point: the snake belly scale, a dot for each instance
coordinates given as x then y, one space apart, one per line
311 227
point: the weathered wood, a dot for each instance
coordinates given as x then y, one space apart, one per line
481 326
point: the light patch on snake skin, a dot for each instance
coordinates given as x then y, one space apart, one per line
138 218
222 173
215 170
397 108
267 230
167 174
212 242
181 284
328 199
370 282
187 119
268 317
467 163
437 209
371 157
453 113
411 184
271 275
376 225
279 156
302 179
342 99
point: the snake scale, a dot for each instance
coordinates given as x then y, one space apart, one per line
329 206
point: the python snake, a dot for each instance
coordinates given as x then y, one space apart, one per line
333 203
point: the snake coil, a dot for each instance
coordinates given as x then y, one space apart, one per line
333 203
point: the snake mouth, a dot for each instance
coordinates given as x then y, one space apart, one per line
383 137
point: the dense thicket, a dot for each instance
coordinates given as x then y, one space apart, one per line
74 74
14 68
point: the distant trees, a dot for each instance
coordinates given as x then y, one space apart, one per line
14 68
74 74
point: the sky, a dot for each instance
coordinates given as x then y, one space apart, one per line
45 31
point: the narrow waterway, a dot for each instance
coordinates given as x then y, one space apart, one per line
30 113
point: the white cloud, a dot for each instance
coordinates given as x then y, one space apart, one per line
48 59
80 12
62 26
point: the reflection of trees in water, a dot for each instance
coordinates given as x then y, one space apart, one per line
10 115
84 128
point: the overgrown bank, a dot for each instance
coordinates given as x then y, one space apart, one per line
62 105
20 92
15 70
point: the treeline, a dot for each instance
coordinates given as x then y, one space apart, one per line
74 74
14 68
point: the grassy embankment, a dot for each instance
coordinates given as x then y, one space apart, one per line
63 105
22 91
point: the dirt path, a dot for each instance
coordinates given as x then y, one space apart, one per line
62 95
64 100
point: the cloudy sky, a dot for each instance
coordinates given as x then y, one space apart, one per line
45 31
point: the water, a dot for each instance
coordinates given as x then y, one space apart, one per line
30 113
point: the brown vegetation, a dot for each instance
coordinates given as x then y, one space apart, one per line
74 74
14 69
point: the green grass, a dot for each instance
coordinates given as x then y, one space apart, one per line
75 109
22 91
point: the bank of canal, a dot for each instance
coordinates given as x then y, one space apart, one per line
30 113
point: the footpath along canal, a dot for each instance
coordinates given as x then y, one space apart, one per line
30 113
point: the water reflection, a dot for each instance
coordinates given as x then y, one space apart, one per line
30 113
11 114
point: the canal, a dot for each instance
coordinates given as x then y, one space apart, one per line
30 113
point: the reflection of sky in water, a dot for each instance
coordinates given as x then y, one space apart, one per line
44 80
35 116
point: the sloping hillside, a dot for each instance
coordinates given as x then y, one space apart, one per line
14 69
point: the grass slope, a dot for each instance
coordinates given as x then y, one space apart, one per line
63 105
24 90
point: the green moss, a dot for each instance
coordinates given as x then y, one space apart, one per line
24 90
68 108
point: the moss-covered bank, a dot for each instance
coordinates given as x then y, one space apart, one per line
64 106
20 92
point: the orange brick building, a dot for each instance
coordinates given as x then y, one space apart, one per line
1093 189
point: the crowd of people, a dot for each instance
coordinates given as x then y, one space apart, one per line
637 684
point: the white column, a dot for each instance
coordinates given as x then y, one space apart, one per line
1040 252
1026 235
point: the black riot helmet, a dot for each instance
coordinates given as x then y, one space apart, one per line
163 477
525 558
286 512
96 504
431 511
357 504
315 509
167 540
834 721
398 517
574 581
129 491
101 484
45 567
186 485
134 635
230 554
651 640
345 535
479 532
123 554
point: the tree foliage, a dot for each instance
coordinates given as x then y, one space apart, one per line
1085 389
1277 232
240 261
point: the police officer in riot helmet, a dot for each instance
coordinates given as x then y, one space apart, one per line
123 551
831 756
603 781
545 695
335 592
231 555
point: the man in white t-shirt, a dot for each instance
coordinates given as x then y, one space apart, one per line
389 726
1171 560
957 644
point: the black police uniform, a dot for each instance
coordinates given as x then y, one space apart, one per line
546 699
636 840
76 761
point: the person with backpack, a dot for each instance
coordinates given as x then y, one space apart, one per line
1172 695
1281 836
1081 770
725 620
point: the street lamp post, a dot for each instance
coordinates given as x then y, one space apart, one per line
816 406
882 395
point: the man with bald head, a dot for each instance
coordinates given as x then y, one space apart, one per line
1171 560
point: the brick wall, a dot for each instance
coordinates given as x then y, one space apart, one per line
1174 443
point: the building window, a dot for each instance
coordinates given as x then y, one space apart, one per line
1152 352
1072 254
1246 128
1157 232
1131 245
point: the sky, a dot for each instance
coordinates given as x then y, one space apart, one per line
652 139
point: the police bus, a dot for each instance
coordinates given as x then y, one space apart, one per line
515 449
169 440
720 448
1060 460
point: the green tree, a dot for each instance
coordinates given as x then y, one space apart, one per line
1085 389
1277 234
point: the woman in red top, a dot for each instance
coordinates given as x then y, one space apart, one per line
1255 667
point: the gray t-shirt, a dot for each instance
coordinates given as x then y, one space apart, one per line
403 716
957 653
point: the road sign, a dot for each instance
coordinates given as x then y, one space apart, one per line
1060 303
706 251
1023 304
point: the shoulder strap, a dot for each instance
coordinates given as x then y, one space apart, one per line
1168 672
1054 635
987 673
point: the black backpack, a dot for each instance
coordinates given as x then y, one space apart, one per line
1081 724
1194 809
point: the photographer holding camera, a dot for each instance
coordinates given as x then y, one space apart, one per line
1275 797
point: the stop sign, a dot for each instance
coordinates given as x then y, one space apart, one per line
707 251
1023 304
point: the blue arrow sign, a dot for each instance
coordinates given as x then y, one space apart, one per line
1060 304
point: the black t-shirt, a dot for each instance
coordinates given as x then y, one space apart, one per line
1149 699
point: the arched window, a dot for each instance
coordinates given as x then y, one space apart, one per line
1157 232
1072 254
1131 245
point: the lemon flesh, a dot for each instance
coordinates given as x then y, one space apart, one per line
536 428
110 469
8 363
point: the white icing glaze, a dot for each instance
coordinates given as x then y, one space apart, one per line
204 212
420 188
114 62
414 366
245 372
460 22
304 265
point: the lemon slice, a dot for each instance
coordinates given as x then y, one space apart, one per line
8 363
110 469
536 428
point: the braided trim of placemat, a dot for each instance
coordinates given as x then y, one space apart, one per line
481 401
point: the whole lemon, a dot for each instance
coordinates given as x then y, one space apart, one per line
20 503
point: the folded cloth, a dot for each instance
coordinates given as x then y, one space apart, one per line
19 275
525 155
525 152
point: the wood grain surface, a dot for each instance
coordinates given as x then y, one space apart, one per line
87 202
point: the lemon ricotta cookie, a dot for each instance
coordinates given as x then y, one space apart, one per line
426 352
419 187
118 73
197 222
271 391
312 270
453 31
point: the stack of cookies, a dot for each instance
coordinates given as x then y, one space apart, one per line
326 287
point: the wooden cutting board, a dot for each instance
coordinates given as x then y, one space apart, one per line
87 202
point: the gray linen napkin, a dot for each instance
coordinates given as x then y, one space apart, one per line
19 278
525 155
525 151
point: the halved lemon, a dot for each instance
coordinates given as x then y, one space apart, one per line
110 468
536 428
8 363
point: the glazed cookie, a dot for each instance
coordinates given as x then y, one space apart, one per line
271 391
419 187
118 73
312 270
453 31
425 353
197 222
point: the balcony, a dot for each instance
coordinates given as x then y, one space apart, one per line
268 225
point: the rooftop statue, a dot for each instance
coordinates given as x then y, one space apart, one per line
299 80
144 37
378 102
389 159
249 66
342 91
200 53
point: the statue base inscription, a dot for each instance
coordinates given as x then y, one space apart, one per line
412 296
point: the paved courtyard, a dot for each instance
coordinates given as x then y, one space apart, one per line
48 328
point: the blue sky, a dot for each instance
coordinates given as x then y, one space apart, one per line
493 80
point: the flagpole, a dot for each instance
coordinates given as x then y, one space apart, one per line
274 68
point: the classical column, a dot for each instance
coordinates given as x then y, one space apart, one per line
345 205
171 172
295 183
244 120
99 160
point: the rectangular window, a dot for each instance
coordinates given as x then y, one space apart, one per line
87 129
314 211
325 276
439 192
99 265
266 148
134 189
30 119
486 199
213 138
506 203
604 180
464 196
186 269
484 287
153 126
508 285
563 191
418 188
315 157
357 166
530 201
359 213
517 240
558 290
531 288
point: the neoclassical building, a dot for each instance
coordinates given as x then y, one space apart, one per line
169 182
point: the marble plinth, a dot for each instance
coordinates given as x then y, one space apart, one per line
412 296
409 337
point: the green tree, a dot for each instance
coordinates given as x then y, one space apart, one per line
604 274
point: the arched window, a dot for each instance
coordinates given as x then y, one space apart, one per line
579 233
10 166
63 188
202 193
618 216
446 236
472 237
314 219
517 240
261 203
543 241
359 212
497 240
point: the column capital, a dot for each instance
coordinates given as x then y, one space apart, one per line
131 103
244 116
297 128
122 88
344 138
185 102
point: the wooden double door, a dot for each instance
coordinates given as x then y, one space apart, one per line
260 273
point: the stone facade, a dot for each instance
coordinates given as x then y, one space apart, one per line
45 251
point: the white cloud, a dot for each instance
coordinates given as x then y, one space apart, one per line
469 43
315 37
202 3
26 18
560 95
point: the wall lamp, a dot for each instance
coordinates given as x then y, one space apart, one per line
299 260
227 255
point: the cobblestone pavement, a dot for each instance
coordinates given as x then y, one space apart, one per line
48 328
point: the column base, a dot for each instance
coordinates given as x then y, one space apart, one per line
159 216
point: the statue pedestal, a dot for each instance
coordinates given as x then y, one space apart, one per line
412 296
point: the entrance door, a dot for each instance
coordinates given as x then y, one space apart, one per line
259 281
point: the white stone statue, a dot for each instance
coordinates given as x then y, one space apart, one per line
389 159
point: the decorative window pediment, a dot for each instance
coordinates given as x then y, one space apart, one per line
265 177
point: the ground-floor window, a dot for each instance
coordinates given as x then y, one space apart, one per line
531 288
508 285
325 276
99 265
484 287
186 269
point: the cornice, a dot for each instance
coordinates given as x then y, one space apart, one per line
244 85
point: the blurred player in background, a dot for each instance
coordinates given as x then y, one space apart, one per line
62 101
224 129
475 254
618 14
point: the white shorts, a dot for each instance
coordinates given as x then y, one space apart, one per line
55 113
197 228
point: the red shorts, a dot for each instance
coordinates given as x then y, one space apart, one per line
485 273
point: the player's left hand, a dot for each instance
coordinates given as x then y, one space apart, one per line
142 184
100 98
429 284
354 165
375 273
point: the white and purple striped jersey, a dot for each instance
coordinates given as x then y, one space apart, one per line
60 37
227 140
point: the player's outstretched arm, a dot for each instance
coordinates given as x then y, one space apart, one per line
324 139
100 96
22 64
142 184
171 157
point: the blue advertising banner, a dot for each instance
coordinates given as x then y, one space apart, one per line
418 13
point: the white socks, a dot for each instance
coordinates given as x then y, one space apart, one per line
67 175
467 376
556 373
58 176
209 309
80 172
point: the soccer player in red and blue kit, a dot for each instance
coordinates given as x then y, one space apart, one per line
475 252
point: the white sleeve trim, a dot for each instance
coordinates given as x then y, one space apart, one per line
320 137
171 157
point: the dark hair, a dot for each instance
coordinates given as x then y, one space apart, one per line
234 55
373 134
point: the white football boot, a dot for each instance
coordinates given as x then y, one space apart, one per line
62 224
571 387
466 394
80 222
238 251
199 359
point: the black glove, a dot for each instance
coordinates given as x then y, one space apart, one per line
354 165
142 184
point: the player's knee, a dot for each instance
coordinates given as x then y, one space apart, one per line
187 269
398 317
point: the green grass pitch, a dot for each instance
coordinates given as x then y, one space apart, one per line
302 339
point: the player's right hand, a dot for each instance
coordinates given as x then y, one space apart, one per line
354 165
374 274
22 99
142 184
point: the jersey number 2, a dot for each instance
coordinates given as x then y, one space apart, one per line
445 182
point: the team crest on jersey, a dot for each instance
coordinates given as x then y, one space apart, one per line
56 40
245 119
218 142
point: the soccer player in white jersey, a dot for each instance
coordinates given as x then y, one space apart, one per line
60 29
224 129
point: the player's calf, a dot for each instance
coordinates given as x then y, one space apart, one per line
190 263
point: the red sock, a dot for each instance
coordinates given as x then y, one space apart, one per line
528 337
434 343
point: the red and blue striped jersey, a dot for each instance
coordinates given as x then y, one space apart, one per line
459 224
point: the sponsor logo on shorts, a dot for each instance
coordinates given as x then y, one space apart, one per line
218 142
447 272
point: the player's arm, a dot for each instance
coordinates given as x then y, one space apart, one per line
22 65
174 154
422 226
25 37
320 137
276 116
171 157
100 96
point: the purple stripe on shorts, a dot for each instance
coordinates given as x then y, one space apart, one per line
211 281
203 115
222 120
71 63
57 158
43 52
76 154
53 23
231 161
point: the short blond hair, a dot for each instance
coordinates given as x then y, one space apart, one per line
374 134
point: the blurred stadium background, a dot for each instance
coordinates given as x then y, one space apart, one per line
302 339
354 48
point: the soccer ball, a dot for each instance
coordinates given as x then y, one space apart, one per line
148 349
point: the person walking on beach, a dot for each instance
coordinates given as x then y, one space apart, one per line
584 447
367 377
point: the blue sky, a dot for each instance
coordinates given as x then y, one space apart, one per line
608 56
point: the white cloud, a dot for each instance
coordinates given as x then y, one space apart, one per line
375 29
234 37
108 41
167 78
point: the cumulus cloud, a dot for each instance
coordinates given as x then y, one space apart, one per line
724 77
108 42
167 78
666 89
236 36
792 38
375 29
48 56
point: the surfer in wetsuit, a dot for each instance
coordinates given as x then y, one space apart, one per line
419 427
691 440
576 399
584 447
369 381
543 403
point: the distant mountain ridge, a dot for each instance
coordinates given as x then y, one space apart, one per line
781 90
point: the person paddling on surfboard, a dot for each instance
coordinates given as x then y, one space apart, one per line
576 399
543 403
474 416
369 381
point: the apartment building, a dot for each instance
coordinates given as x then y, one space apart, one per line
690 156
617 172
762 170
=-=-=-=-=
Your task is to extract the lines running from the one with "point: the surfer" to the end of the material, inclusive, copying each exactly and adding nothing.

→ **Correct result**:
point: the surfer in wetsuit, a dot for each instance
coordinates given as x then y, one space apart, one per line
419 427
691 440
576 399
584 447
369 381
543 403
point: the distant mountain ridge, a dot for each instance
coordinates given as x then y, one space apart, one per line
781 90
point: the person paddling on surfboard, a dot for each instance
coordinates given as x then y, one space apart, one per line
576 399
543 403
474 416
369 381
point: the apartment building, a dot for each instance
coordinates given as x then y, one space apart, one per line
690 156
617 172
762 170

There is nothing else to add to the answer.